Records supplied:
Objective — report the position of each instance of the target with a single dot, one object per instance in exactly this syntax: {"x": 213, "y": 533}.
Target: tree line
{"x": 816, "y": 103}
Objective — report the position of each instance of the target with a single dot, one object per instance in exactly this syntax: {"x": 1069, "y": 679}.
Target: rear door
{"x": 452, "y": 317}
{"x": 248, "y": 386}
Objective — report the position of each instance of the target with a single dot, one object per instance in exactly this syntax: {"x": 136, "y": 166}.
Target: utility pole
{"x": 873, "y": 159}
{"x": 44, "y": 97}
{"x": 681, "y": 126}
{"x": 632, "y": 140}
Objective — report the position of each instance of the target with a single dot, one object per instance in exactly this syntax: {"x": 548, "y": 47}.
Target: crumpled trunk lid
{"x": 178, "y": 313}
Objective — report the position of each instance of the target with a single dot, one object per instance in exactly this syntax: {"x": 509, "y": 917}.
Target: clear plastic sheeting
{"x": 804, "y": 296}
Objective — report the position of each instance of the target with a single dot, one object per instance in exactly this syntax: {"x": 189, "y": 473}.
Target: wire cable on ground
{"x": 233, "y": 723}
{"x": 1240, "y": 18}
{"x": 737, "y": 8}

What needs to be done: The lines to copy are those in the records above containing the word "single".

Reply to the task:
Objective — report the position of each instance of the target with a single dot, one object per instance in exactly this syntax: {"x": 213, "y": 533}.
Objective — report the position of each instance of the target with a single dot, one object per instance in exactly this syntax: {"x": 1069, "y": 679}.
Objective — report the position of each instance of the target with a single dot, one object per instance in exactly this syntax: {"x": 136, "y": 166}.
Objective — report the position of each instance of the target with a single dot, one object per instance in exactly this syntax: {"x": 548, "y": 47}.
Objective — report the position of each instance of the target with a single dot, one object per instance in exactly this syntax: {"x": 509, "y": 917}.
Objective — report the position of each instance of the target with a single dot, one object per instance in exactly this syntax: {"x": 189, "y": 473}.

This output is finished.